ARTIGO =>
Salvar o setor ou quebrar o Brasil?
17-07-2015

Já me utilizei destas páginas por inúmeras vezes a fim de alertar para a falta de estratégia brasileira quando o assunto é a segurança energética no curto, médio e longo prazos. Ter ou não ter uma estratégia que garantam o abastecimento de combustíveis para o Ciclo Otto pode se tornar, em breve, na salvação ou na derrocada de uma nação.

Vamos aos fatos.

Segundo o Ministério de Minas e Energia (MME), o Brasil vai demandar em 2023 de 82 bilhões de litros de combustíveis líquidos, considerando, que a oferta projetada para o atendimento desta demanda seria de 29 bilhões de litros de gasolina A, 20 bilhões de litros de etanol anidro e 7 bilhões de litros de etanol hidratado, temos um déficit de oferta de 26 bilhões de litros de gasolina equivalente para 2023.

A pergunta é: quem ocupará esta demanda projetada? Gasolina nacional? Gasolina importada? Etanol anidro e hidratado nacional ou importado?

Tentarei argumentar sobre estas possibilidades. Considerando a ideia de que os 26 bilhões de litros sejam supridos por gasolina produzida no Brasil, nem o governo, nem a Petrobras, acreditam nisso, prova é que o governo projeta incremento zero na produção nacional de gasolina, uma vez que não projetou e nem tem projetada, nenhuma refinaria de petróleo para o País. Então descartamos a primeira hipótese.

O segundo quesito (gasolina importada), acho pouco provável, isso porque, hoje, com a importação prevista de 4 bilhões de litros, já temos um problema logístico grave, imagine termos que multiplicar por mais de seis vezes esse total de combustíveis importados. Não teríamos portos e nem tampouco um sistema de dutos, ferrovias ou rodovias necessários para fazer chegar aos centros de distribuição de todo o território nacional esse combustível.

Vamos nos ater então à terceira opção, qual seja, abastecermos a janela de 26 bilhões de litros de combustíveis líquidos com etanol, anidro ou hidratado, nacional ou importado. Importado? Esbarraríamos no mesmo problema da gasolina, a falta de infraestrutura, então descartemos. Nacional? Hoje, no atual modelo que temos, com as usinas altamente endividadas, também considero pouco provável.

Assim, podemos chegar a uma conclusão extremamente preocupante: com o que abasteceremos nossos motores daqui a nove anos?

ENTRADAS FORNECIDAS =>
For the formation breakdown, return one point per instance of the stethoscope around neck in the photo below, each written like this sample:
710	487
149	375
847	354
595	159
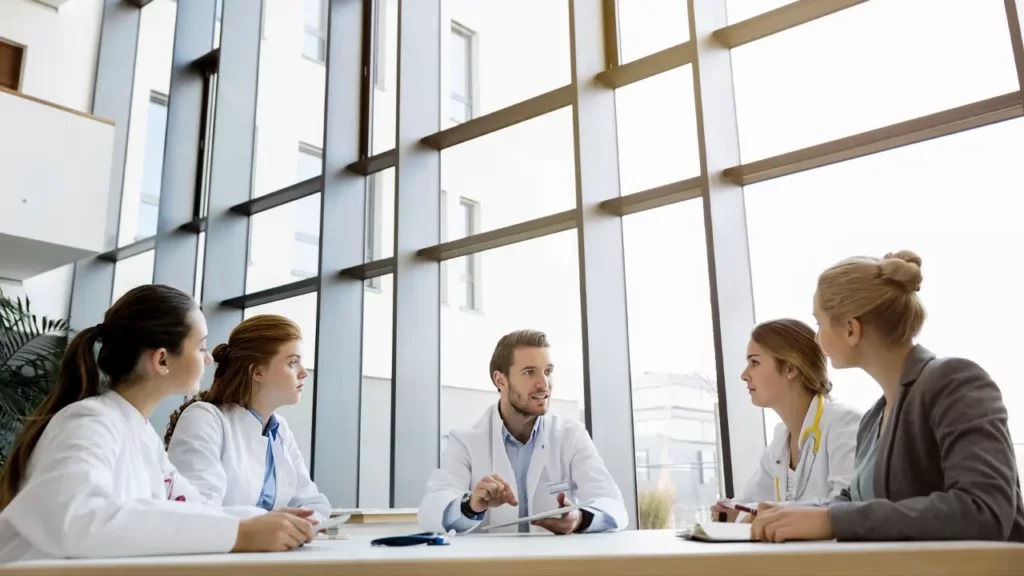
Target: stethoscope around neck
813	430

OBJETIVOS =>
a) Formate todas as linhas das entradas como uma lista numerada, omitindo as linhas em branco e deixando as imagens de fora.
b) Retome o artigo sobre o abastecimento de combustíveis no Brasil a partir do ponto em que ele termina.
O artigo e as entradas são materiais independentes um do outro.

PROBLEMAS RESOLVIDOS =>
a)
1. For the formation breakdown, return one point per instance of the stethoscope around neck in the photo below, each written like this sample:
2. 710	487
3. 149	375
4. 847	354
5. 595	159
6. Target: stethoscope around neck
7. 813	430

b)
Levando em consideração ainda os dados do ministro Eduardo Braga, de Minas e Energia, se essa demanda por combustíveis líquidos se concretizar, de hoje (2015) até 2023, vamos precisar de nada menos que 131 bilhões de litros de gasolina equivalente cuja origem ainda não temos como precisar.

Vamos à matemática: 131 bilhões de litros de gasolina equivalente, multiplicados pelo preço da gasolina importada na refinaria em reais por litro no dia 2 de junho passado, com o dólar cotado a R$ 3,174, temos que o Brasil precisaria desembolsar, neste período, nada menos que R$ 230 bilhões.

Agora pergunto, qual seria o impacto desses 230 bilhões de reais na balança comercial brasileira, ao longo desses anos, num momento em que já estamos fragilizados economicamente?

Se considerarmos os números que apontam para um endividamento do setor sucroenergético da ordem de R$ 70 bilhões, qual seria a saída mais estratégica para o Brasil? Mandar para os árabes R$ 230 bi de um dinheiro que não temos e que vai quebrar nosso país e ainda não conseguir fazer chegar esse combustível a todos os rincões deste país de contornos continentais, ou salvar, de alguma forma, o setor que gera milhões de empregos diretos e indiretos e ainda beneficiar a balança comercial do País?

As medidas a serem adotadas devem ser urgentes. Refinanciamento de dívidas, retorno total da CIDE. Enfim, uma definição muito clara do papel do etanol, orgulho nacional, na matriz energética brasileira, do contrário, temo que em poucos anos, nossos carros fiquem sucateados, mesmo novos, por falta do que colocar em seus tanques de combustíveis líquido.

Em economia a máxima: "quem não tem competência, não se estabelece", não pode ser ignorada ou mesmo menosprezada por questões partidárias ou por falta de visão.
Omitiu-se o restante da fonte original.